##### STORED DATA

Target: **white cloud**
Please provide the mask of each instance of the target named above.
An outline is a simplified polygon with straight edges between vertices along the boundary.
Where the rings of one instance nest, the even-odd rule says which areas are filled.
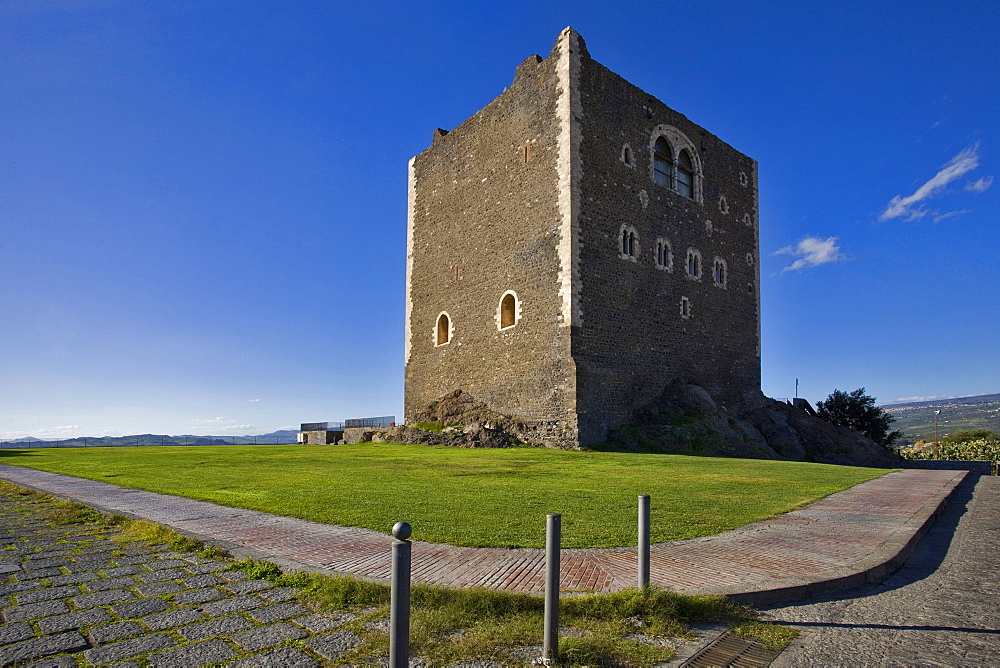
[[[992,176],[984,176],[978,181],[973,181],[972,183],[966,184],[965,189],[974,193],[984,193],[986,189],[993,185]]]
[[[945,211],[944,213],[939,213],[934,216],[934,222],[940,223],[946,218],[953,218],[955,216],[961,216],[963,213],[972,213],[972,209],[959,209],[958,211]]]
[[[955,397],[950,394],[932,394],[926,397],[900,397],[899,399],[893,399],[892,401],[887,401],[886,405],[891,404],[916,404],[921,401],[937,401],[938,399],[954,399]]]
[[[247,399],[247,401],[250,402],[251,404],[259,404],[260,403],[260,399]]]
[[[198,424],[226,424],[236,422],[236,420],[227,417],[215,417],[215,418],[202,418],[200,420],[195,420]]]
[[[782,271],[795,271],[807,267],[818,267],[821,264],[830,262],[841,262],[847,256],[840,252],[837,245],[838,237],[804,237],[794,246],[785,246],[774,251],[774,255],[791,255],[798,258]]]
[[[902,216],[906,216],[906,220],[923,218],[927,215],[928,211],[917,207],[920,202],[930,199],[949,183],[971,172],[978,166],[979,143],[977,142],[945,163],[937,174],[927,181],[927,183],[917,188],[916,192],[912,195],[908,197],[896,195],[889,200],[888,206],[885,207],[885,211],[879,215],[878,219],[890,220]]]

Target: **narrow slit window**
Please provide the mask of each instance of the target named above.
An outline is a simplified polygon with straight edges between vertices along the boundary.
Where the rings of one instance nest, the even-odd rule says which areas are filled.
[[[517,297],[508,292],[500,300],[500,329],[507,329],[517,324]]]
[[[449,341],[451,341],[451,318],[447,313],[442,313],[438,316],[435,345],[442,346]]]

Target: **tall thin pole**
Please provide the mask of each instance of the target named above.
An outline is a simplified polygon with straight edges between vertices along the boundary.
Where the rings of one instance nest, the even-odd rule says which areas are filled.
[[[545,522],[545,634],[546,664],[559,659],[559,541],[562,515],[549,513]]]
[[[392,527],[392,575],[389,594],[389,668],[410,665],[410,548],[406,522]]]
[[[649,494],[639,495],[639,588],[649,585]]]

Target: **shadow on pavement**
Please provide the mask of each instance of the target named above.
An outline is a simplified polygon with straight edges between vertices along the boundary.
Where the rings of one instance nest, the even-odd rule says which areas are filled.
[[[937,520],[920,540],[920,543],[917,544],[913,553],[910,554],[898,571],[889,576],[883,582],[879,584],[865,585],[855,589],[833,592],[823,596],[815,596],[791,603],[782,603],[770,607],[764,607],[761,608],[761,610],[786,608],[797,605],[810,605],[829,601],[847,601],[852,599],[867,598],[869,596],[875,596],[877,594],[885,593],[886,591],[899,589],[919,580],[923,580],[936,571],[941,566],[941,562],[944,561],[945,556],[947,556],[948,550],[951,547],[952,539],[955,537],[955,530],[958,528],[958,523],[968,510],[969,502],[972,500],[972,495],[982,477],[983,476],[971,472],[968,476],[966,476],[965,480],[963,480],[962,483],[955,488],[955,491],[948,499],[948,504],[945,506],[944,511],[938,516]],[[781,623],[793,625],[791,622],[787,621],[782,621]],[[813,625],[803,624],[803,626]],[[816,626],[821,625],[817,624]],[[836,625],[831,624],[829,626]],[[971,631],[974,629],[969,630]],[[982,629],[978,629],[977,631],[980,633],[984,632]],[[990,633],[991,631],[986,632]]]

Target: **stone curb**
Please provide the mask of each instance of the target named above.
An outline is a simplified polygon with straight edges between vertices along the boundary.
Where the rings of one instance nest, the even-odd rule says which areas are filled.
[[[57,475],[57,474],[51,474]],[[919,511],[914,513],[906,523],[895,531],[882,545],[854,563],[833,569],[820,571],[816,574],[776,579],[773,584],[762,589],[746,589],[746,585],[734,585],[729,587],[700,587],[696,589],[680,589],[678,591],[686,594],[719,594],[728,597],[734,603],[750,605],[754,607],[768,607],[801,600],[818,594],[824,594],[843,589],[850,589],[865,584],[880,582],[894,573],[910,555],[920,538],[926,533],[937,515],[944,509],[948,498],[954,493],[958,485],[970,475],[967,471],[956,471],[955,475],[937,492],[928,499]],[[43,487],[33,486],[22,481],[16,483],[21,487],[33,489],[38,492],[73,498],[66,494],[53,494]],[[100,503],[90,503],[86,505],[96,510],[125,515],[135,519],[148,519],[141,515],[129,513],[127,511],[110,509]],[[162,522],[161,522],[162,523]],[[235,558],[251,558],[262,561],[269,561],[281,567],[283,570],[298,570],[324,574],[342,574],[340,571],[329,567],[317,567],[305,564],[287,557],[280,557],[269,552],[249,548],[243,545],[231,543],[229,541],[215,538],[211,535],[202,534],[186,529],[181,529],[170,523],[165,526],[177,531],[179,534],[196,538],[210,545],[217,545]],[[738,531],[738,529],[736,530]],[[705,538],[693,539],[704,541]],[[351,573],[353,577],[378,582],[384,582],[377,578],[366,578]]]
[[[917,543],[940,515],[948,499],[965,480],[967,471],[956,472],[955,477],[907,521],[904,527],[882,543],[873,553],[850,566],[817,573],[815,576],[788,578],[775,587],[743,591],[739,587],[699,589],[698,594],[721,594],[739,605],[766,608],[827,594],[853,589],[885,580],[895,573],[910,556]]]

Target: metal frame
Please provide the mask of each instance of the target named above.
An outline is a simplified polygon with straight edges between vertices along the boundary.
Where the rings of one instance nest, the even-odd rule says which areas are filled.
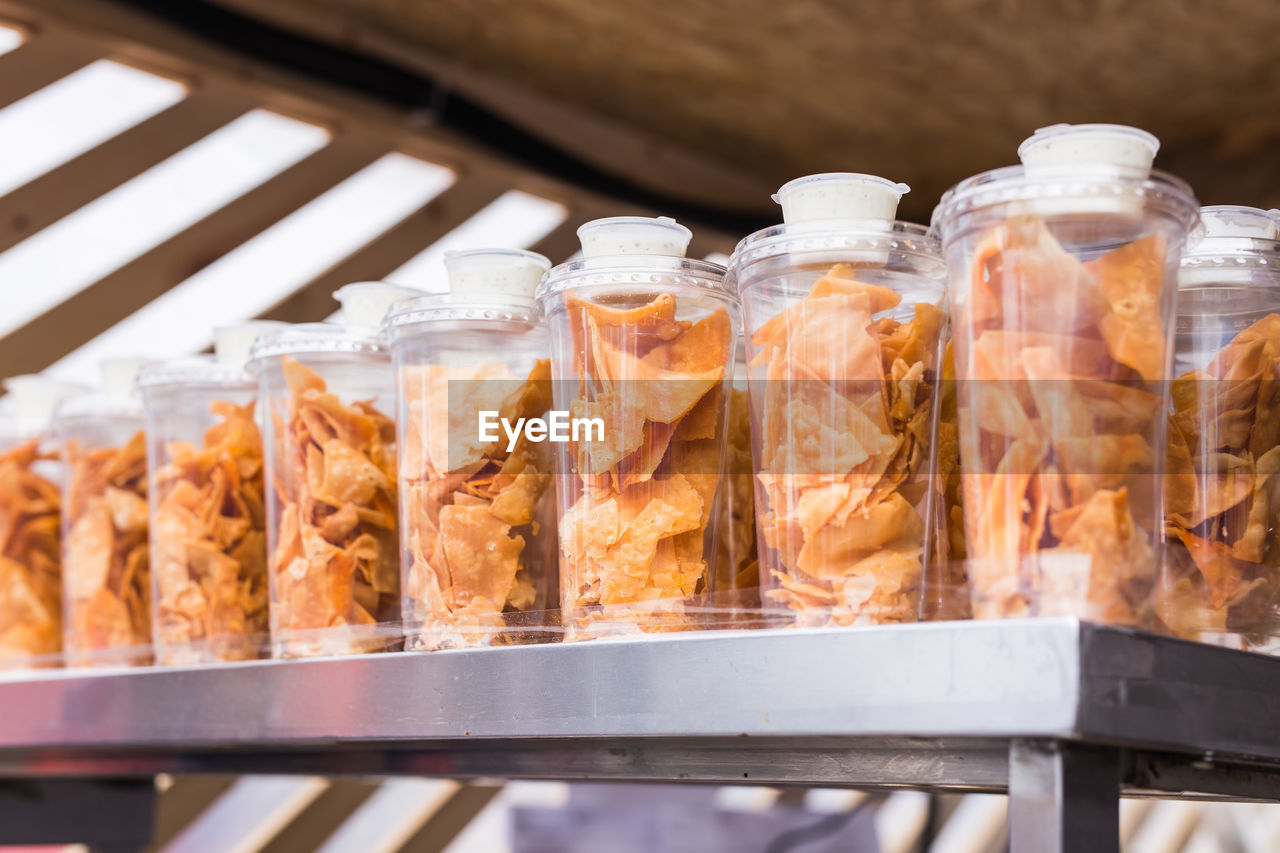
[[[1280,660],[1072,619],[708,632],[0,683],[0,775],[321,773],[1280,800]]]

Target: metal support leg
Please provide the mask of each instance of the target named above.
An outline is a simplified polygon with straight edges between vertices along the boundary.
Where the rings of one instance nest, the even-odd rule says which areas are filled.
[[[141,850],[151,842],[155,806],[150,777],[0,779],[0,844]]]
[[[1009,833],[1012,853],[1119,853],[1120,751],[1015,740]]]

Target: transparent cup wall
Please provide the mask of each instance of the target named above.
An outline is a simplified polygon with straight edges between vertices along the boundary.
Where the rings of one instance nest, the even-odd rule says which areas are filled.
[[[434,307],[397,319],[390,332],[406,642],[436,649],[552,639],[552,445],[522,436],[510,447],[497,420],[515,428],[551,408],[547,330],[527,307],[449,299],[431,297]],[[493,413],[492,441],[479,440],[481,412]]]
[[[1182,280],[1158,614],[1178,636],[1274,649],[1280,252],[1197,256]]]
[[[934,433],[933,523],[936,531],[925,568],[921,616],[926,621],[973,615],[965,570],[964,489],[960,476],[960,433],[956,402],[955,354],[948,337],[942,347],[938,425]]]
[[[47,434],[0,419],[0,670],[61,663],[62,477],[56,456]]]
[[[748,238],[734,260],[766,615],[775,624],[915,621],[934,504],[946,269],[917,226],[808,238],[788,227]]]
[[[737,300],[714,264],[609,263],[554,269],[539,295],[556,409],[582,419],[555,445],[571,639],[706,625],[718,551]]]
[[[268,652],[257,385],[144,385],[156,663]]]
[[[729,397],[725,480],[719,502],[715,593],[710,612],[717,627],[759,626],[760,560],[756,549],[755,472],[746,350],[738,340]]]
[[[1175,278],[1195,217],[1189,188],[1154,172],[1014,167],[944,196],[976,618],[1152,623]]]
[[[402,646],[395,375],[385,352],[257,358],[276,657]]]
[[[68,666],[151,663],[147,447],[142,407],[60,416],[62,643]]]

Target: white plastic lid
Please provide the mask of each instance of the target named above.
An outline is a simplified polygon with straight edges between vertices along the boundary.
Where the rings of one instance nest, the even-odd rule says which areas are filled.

##########

WORK INSTRUCTION => Each record is to be copied word for word, with no images carried over.

TASK OUTPUT =>
Target: **white cloud**
Please provide the mask of each instance of the target named above.
An outline is a simplified polygon with straight edges between vertices along the boundary.
Where the rings of one instance nest, the even-odd rule says which areas are filled.
[[[992,176],[984,176],[978,181],[973,181],[972,183],[966,184],[965,189],[974,193],[984,193],[986,189],[993,185]]]
[[[945,211],[944,213],[939,213],[934,216],[934,222],[940,223],[946,218],[953,218],[955,216],[961,216],[963,213],[972,213],[972,209],[959,209],[958,211]]]
[[[955,397],[950,394],[932,394],[926,397],[900,397],[899,399],[893,399],[892,401],[887,401],[886,405],[891,404],[916,404],[921,401],[937,401],[938,399],[954,399]]]
[[[247,399],[247,401],[250,402],[251,404],[259,404],[260,403],[260,399]]]
[[[198,424],[226,424],[236,422],[236,420],[227,417],[215,417],[215,418],[202,418],[200,420],[195,420]]]
[[[782,271],[795,271],[807,267],[818,267],[821,264],[830,262],[841,262],[847,256],[840,252],[837,245],[838,237],[804,237],[794,246],[785,246],[774,251],[774,255],[791,255],[798,258]]]
[[[902,216],[906,216],[906,220],[923,218],[927,215],[928,211],[917,207],[920,202],[930,199],[949,183],[971,172],[978,166],[979,143],[977,142],[945,163],[937,174],[927,181],[927,183],[917,188],[916,192],[912,195],[908,197],[896,195],[889,200],[888,206],[885,207],[885,211],[879,215],[878,219],[890,220]]]

Target: **narrow slit window**
Please provide the mask of each instance of the target named above.
An outline is a simplified polygon with straight edges between vertices along the boundary.
Where the rings of one instance nest, the even-odd rule says which areas are filled.
[[[517,297],[508,292],[500,300],[500,329],[507,329],[517,324]]]
[[[449,341],[451,341],[451,318],[447,313],[442,313],[438,316],[435,345],[442,346]]]

Target: **tall thin pole**
Please provide the mask of each instance of the target named above.
An outline is a simplified polygon with straight edges between vertices along the boundary.
Where the rings of one instance nest, the even-odd rule says which areas are filled.
[[[545,522],[545,634],[546,664],[559,659],[559,541],[562,515],[549,513]]]
[[[392,527],[392,575],[389,594],[389,668],[410,665],[410,548],[406,522]]]
[[[649,494],[639,495],[639,588],[649,585]]]

Target: **shadow on pavement**
Please provide the mask of each instance of the target named above.
An outline is a simplified polygon with straight edges between vertices along the boundary.
Where the rings of one instance nest, the even-odd rule says which areas are filled.
[[[937,520],[920,540],[920,543],[917,544],[913,553],[910,554],[898,571],[889,576],[883,582],[879,584],[865,585],[855,589],[833,592],[823,596],[815,596],[791,603],[782,603],[770,607],[764,607],[761,608],[761,610],[786,608],[797,605],[810,605],[829,601],[847,601],[852,599],[867,598],[869,596],[875,596],[877,594],[885,593],[886,591],[899,589],[919,580],[923,580],[936,571],[941,566],[941,562],[944,561],[945,556],[947,556],[948,550],[951,547],[952,539],[955,537],[955,530],[958,528],[958,523],[968,510],[969,502],[972,500],[972,495],[982,477],[983,476],[971,472],[968,476],[966,476],[965,480],[963,480],[962,483],[955,488],[955,491],[948,499],[948,504],[945,506],[944,511],[938,516]],[[781,623],[793,625],[791,622],[787,621],[782,621]],[[813,625],[803,624],[803,626]],[[816,626],[821,625],[817,624]],[[836,625],[831,624],[829,626]],[[971,631],[974,629],[969,630]],[[982,629],[978,629],[977,631],[980,633],[984,632]],[[990,633],[991,631],[986,632]]]

Target: **stone curb**
Please provide the mask of each instance of the target named above.
An outline is a simplified polygon with straight edges between vertices along the boundary.
Where the rings of one instance nest, the even-odd rule says which areas are filled.
[[[57,475],[57,474],[51,474]],[[919,511],[914,513],[906,523],[895,531],[882,545],[854,563],[833,569],[820,571],[816,574],[776,579],[773,584],[762,589],[746,589],[746,585],[734,585],[729,587],[700,587],[696,589],[680,589],[678,591],[686,594],[719,594],[728,597],[734,603],[750,605],[754,607],[768,607],[801,600],[818,594],[824,594],[843,589],[850,589],[865,584],[880,582],[894,573],[910,555],[920,538],[926,533],[937,515],[944,509],[948,498],[954,493],[958,485],[970,475],[967,471],[956,471],[955,475],[937,492],[928,499]],[[43,487],[33,486],[22,481],[16,483],[21,487],[33,489],[38,492],[73,498],[66,494],[53,494]],[[100,503],[90,503],[86,505],[96,510],[125,515],[135,519],[148,519],[141,515],[129,513],[127,511],[110,509]],[[162,522],[161,522],[162,523]],[[235,558],[251,558],[262,561],[269,561],[281,567],[283,570],[298,570],[324,574],[342,574],[340,571],[329,567],[317,567],[305,564],[287,557],[280,557],[269,552],[249,548],[243,545],[231,543],[229,541],[215,538],[211,535],[202,534],[186,529],[181,529],[170,523],[165,526],[177,531],[179,534],[196,538],[210,545],[217,545]],[[738,531],[738,529],[736,530]],[[705,538],[693,539],[704,541]],[[351,573],[353,577],[378,582],[384,582],[377,578],[366,578]]]
[[[917,543],[940,515],[948,499],[965,480],[967,471],[956,472],[955,477],[907,521],[904,527],[882,543],[873,553],[850,566],[817,573],[815,576],[788,578],[775,587],[743,591],[739,587],[699,589],[698,594],[721,594],[739,605],[766,608],[827,594],[853,589],[885,580],[895,573],[910,556]]]

Target: metal frame
Please provide the mask of each instance of the target named above.
An outline is a simplified polygon with straight edges between vertices along the boundary.
Where the rings of one instance nest, the even-odd rule says which areas are filled.
[[[1280,660],[1072,619],[708,632],[0,683],[0,775],[321,773],[1280,800]]]

Target: metal support leg
Please provide the mask of each instance of the target named above.
An outline is a simplified polygon with straight edges between vertices along the boundary.
Where the rings of one instance nest, the even-odd rule says which areas are filled.
[[[141,850],[151,842],[155,806],[150,777],[0,779],[0,844]]]
[[[1009,833],[1012,853],[1119,853],[1120,751],[1015,740]]]

Target: transparent cup wall
Please provide the mask of each instance of the target named above.
An outline is a simplified polygon with straight edges between vertices along the boundary.
Where the rings of one instance nest, the even-odd rule says which areas are filled.
[[[434,307],[397,319],[390,332],[406,642],[436,649],[552,639],[552,445],[522,436],[510,447],[497,420],[515,428],[551,408],[547,330],[527,307],[449,299],[431,297]],[[493,413],[492,441],[479,440],[481,412]]]
[[[1182,280],[1158,614],[1178,636],[1274,649],[1280,252],[1197,256]]]
[[[934,433],[933,523],[936,531],[925,568],[921,616],[926,621],[973,615],[965,570],[964,489],[960,476],[960,433],[956,402],[955,354],[948,337],[942,347],[938,425]]]
[[[47,434],[0,419],[0,670],[61,663],[62,477],[56,456]]]
[[[748,238],[734,260],[766,615],[775,624],[915,621],[934,504],[946,269],[917,226],[808,238],[788,227]]]
[[[737,300],[714,264],[609,263],[554,269],[539,295],[556,409],[582,419],[555,445],[571,639],[706,625],[718,551]]]
[[[268,652],[257,385],[144,385],[156,663]]]
[[[729,397],[725,480],[719,502],[715,593],[710,612],[717,627],[759,626],[760,560],[756,549],[755,472],[746,350],[738,340]]]
[[[1175,278],[1195,217],[1189,188],[1154,172],[1014,167],[944,196],[976,618],[1152,623]]]
[[[402,646],[395,375],[385,352],[257,358],[276,657]]]
[[[68,666],[151,663],[147,447],[142,407],[60,416],[62,643]]]

Target: white plastic lid
Please provide the mask of each instance of the target named above.
An outline is a simplified polygon with straight edges between vertices along the boundary.
Where the rings of one instance nest, the even-odd rule says which areas are filled.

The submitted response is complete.